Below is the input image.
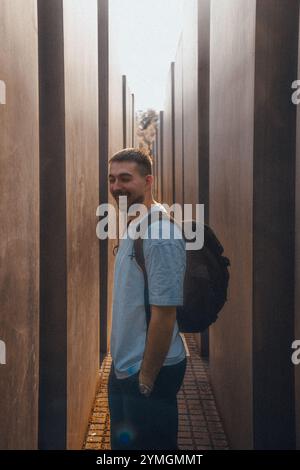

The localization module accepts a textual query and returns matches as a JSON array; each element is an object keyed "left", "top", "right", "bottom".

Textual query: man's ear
[{"left": 146, "top": 175, "right": 153, "bottom": 186}]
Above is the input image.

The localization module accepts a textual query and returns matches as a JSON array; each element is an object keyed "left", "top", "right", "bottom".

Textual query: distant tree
[{"left": 136, "top": 108, "right": 158, "bottom": 154}]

****************************************

== AUFGABENSTELLUNG ==
Kannst du die Datensätze oben wortgetreu niederschreiben, beginnend mit der Zeile, die „Above is the input image.“ enthält, und weiter bis zum Ende der Datensätze, beide Grenzen eingeschlossen?

== SCHRIFTLICHE ANTWORT ==
Above is the input image.

The localization module accepts a textual query and returns matches as a JSON array; each element is an object keyed "left", "top", "right", "bottom".

Textual query: distant tree
[{"left": 136, "top": 108, "right": 158, "bottom": 154}]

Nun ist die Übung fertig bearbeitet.